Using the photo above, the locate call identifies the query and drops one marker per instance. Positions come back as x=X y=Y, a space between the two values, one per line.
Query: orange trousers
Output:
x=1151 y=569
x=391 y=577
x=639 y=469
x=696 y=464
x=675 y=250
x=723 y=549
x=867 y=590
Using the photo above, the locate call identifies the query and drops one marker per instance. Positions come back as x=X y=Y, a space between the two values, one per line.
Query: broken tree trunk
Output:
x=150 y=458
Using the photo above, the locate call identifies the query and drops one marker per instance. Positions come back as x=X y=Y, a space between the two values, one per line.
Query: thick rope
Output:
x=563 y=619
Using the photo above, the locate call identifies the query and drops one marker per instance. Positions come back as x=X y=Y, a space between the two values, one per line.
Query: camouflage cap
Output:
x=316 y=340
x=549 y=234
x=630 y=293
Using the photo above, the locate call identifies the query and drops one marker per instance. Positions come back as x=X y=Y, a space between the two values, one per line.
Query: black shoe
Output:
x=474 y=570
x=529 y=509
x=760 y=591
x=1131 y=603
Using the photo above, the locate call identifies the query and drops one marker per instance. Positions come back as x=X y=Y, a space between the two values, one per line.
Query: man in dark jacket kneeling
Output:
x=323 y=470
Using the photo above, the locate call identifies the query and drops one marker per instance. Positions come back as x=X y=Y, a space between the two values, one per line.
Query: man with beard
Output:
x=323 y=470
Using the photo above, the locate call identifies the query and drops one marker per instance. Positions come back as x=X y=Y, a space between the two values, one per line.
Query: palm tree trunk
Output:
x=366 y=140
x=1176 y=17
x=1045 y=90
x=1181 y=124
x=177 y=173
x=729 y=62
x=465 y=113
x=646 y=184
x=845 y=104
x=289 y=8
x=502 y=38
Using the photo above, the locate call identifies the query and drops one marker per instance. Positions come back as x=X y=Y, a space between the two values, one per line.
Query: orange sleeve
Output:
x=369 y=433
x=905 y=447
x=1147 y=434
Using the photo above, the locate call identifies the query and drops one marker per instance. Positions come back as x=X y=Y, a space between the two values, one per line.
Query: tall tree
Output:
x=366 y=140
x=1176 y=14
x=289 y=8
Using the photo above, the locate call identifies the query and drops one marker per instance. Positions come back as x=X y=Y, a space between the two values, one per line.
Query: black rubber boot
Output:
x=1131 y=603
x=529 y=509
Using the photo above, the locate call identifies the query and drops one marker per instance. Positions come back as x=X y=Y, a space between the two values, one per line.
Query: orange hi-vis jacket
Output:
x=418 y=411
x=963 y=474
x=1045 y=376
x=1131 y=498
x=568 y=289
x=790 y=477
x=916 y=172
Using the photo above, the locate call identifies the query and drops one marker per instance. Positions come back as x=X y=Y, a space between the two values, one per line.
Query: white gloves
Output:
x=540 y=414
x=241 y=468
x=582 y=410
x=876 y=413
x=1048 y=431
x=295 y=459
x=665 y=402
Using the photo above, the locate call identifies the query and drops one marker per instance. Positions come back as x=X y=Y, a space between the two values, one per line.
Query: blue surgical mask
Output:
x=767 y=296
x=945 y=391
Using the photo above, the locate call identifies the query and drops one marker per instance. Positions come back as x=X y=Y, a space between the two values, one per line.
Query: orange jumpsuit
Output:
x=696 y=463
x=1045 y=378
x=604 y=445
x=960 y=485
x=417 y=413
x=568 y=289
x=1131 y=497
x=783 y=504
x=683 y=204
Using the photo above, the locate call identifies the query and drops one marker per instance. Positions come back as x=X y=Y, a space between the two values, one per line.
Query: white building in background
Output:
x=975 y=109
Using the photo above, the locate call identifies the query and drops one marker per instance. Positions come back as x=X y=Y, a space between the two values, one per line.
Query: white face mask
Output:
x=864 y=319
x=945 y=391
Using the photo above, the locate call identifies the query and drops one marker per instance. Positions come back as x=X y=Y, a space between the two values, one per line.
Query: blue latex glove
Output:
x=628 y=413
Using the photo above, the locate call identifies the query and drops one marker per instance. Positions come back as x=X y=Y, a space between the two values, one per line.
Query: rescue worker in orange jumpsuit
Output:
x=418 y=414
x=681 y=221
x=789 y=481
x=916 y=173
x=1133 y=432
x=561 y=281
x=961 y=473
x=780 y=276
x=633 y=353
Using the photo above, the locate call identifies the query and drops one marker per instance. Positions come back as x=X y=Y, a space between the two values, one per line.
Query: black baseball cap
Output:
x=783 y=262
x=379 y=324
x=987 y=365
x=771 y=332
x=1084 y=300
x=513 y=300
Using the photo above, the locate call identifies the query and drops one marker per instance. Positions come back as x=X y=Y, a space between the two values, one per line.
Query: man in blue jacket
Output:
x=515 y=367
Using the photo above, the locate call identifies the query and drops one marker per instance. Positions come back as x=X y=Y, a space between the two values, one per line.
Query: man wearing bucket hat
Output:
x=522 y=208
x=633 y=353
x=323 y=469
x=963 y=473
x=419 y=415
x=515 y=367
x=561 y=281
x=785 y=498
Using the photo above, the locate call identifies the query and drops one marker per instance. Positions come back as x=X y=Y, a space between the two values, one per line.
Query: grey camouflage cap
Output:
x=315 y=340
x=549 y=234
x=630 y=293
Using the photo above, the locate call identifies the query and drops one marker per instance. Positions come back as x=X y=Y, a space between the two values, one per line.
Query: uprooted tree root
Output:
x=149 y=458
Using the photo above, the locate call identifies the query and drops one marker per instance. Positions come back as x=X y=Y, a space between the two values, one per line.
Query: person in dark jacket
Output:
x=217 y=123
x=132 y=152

▶ [YOUR INSTRUCTIONS]: Gather each line in these records that contains the string "dark".

▶ [SOLUTION TO THIS EXERCISE]:
Query: man in dark jacket kneeling
Query: person in dark jacket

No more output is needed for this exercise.